Read through the lines below for the string "drawer" and copy each one that has it.

*** THE INPUT ***

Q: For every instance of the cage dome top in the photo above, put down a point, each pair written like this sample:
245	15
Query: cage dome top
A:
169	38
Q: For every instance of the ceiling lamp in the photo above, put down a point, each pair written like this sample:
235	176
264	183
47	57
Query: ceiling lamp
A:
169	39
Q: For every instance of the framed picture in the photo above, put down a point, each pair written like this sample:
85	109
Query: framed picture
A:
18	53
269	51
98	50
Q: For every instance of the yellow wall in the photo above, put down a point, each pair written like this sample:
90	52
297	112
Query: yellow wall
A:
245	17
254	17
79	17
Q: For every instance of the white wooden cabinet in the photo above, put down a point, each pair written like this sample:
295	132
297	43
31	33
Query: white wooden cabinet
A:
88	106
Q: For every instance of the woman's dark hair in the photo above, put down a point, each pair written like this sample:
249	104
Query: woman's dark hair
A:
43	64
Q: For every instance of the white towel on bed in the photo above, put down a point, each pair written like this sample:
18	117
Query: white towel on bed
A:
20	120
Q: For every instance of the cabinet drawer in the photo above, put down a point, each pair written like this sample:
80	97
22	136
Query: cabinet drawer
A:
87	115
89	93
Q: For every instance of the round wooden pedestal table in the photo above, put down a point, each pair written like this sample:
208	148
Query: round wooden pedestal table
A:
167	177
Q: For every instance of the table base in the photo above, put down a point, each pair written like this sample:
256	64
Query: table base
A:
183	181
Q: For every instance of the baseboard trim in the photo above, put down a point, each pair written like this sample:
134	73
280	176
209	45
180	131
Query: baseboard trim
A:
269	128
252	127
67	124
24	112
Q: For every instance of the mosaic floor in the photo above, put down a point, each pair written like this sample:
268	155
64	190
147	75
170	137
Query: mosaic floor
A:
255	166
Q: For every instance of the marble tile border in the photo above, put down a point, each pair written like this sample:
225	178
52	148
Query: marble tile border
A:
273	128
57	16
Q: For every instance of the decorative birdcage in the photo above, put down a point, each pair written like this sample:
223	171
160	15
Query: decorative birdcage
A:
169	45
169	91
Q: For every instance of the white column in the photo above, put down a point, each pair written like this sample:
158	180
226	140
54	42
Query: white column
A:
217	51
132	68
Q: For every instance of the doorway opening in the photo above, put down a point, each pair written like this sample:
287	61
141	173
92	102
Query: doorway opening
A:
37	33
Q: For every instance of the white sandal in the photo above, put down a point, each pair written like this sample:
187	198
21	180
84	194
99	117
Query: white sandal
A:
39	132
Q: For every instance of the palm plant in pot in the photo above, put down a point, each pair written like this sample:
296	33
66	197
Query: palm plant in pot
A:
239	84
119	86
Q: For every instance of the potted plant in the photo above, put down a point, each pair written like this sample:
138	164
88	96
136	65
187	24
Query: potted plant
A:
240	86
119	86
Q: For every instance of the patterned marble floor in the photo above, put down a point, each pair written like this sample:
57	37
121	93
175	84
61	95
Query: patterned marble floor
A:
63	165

*** End of THE INPUT ***
*** THE INPUT ***

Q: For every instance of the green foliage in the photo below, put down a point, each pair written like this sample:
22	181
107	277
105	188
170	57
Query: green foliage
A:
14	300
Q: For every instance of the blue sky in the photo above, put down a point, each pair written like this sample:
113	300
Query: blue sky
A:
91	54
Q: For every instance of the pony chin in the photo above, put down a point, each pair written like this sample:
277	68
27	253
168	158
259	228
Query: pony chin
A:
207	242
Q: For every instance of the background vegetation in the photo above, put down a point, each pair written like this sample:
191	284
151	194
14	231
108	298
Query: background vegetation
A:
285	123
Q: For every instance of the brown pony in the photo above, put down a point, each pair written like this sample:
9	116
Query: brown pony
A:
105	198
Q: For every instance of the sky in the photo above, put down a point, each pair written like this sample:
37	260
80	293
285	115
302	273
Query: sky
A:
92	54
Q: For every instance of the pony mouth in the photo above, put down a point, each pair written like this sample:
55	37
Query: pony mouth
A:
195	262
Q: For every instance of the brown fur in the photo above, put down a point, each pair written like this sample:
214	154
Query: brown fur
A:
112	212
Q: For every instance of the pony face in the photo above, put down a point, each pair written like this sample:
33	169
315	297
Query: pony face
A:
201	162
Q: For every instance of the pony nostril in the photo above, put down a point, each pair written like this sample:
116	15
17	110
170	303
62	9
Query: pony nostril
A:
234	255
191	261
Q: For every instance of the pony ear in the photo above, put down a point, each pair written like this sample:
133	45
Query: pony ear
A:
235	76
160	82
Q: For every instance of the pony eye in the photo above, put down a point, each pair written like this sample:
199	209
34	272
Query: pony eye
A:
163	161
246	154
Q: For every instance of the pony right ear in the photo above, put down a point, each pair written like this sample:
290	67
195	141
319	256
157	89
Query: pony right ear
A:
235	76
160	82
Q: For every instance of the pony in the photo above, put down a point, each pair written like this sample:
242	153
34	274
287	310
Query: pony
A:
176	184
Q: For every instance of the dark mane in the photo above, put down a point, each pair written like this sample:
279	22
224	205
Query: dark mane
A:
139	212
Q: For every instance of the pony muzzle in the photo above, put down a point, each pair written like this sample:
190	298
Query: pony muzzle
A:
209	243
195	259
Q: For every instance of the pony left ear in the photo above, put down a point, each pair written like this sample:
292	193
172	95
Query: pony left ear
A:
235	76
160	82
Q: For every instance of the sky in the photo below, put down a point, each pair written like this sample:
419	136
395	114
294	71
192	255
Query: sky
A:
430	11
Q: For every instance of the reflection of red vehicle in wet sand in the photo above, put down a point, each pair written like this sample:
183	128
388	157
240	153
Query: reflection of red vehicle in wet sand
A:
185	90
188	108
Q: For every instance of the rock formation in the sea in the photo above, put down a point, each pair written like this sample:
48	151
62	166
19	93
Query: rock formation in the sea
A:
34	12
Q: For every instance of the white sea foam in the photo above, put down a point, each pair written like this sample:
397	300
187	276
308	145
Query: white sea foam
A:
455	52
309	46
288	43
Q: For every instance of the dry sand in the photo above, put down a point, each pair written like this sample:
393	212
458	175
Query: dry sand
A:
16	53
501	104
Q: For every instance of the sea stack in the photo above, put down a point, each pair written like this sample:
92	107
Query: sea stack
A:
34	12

*** End of THE INPUT ***

## ANSWER TO THIS PROBLEM
Q: For every instance of the cabinet drawer in the photo above, put down a point, each pair written like this sample:
Query: cabinet drawer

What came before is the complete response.